=== Brief ===
Please list each line in the entries below that contains the word "white", copying every such line in full.

=== Entries ===
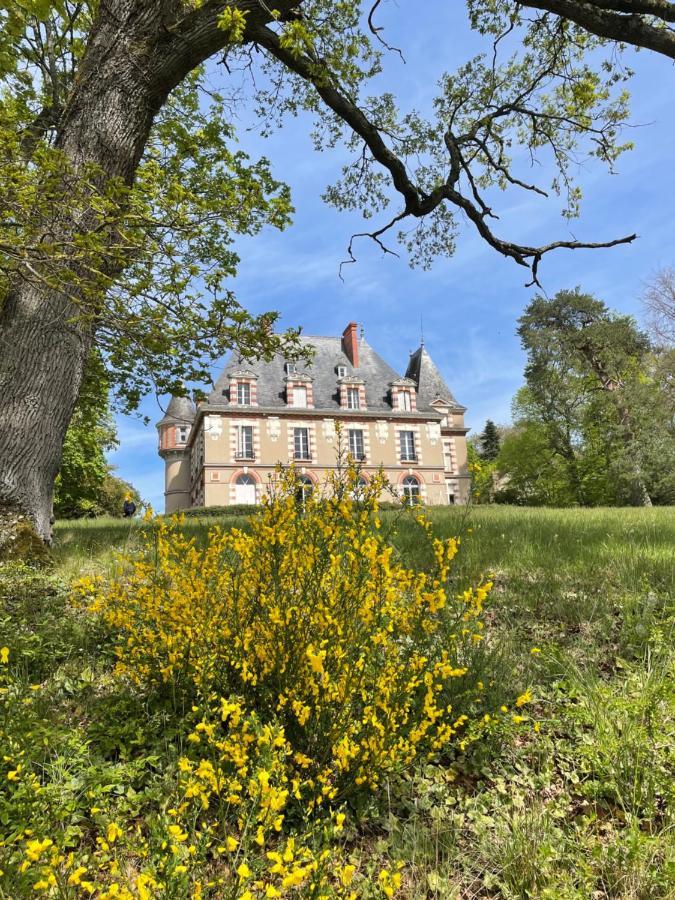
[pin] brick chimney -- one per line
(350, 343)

* * *

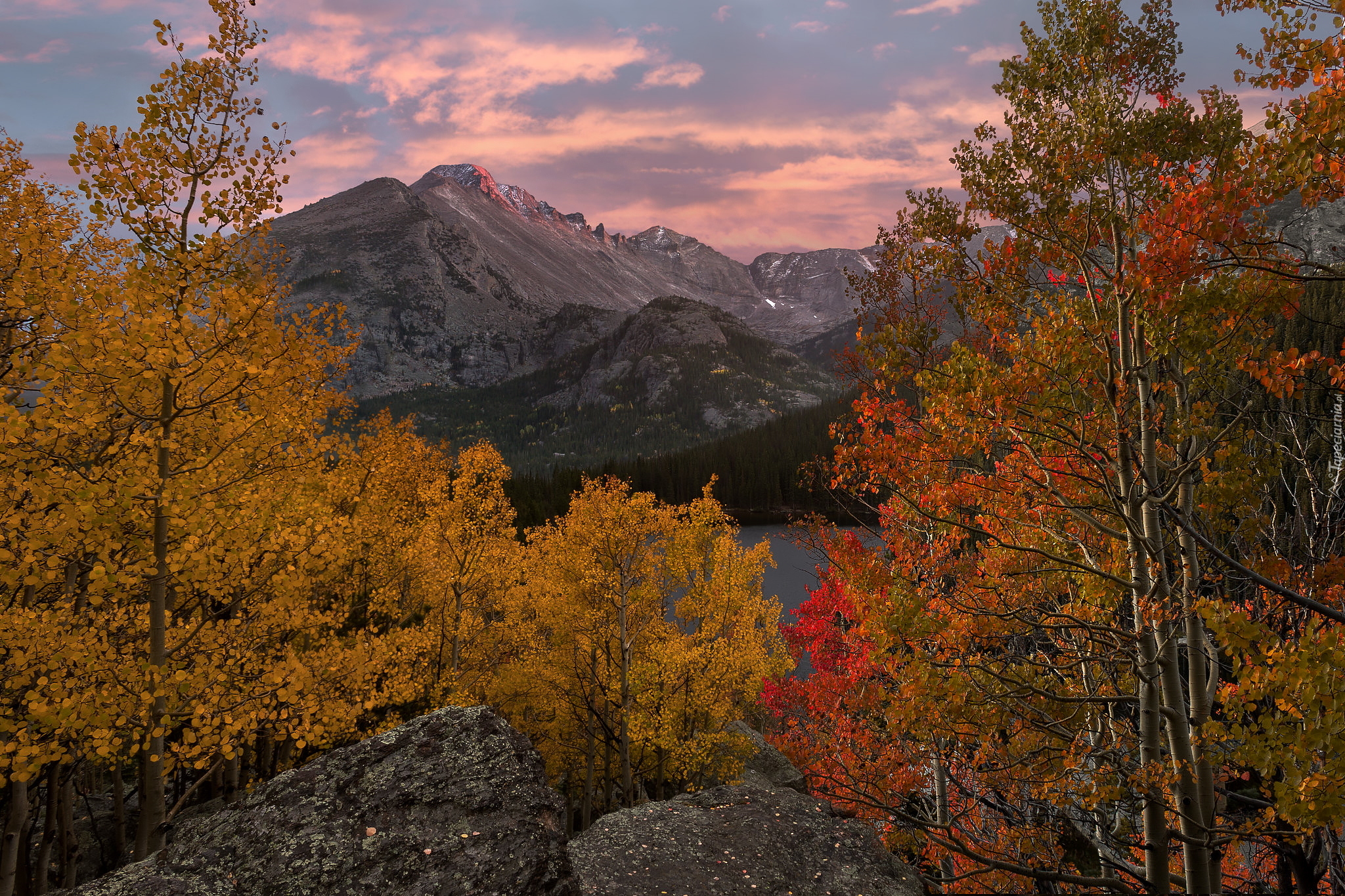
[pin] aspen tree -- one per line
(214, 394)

==

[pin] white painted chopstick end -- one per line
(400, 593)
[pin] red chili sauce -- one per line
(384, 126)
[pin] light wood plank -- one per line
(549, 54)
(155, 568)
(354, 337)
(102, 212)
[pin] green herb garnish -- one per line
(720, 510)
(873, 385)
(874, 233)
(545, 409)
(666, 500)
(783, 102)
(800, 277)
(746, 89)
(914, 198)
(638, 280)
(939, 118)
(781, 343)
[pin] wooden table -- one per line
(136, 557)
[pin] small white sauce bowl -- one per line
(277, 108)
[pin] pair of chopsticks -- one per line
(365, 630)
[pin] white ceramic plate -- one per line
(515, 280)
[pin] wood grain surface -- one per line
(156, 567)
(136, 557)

=== Answer to the exercise ===
[pin] white painted chopstick end -- one per line
[pin] small white sauce bowl -- one per line
[pin] white ceramic plate -- one per line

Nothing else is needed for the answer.